# PAGE start

Thursday, May 6, 2021

The gardener next door

 

My neighbor is suddenly planting right and left, vegetables of all kinds, in containers. We have a concrete apron on the patio. I had ny deck built on mine, leaving the borders for planting. Previous owners of her house paved the borders, too. Because twin boys and a dog. Endless tracking in of mud year round. It was self defense. So she has no borders to plant in. Hence containers.

Anyway there's a mini market garden in full swing there. She was reluctant to appear in the pix, despite being  beautiful, funny how everyone dislikes their own looks. So I swiped a sneaky shot. I needed pix of east and west wings of the back forty.

It was she who gave me the pansies, which are flourishing in the chilly spring weather.

Latest controversial issue on QI, Brit comedy quiz show also seen on YouTube, mostly unintelligible to anyone who's lost track of the accents and vocabulary after being away:

Tea. Milk in first, MIF, or second, MIS?  Brisk discussion in the comments, passionate sides taken, name calling ensues. If course it's milk in second, everyone knows that.

# PAGE end
# DATA RECORDS start

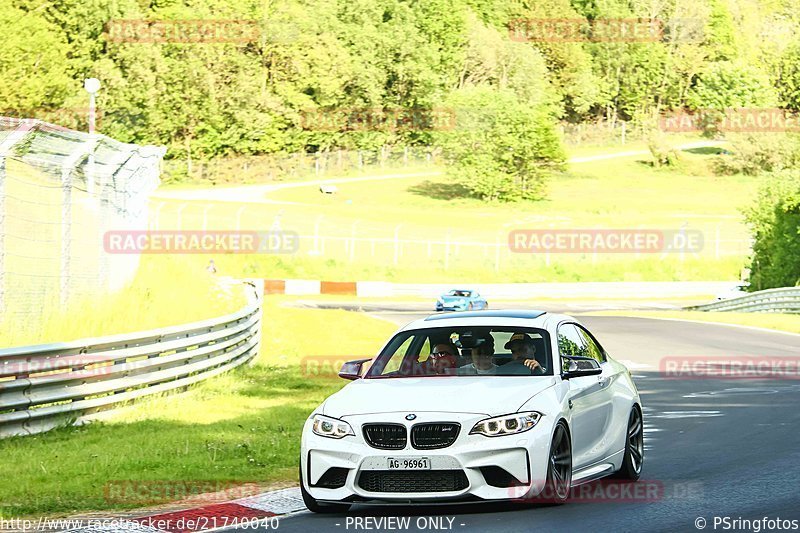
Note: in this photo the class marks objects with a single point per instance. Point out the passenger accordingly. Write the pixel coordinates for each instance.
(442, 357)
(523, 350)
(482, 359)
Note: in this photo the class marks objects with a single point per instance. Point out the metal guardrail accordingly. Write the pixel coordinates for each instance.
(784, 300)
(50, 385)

# DATA RECORDS end
# DATA RECORDS start

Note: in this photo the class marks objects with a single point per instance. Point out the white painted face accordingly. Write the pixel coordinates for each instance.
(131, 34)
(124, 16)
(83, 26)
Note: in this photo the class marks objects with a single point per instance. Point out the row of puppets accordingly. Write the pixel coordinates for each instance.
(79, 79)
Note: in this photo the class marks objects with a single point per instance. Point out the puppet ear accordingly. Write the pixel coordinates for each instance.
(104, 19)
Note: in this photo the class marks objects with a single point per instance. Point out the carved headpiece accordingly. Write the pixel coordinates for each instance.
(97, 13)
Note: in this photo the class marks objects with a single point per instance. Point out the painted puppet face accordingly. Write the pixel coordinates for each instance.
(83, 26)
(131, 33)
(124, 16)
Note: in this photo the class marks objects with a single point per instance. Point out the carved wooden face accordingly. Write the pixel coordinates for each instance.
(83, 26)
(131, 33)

# DATA RECORDS end

# [EXERCISE PROMPT]
Answer these questions about the post on the gardener next door:
1. What is the neighbor planting, and in what?
2. Which flowers did the neighbor give the writer?
3. In the tea debate, which side does the writer take?

# [RESULT FOR THIS EXERCISE]
1. Vegetables of all kinds, in containers.
2. Pansies.
3. Milk in second (MIS).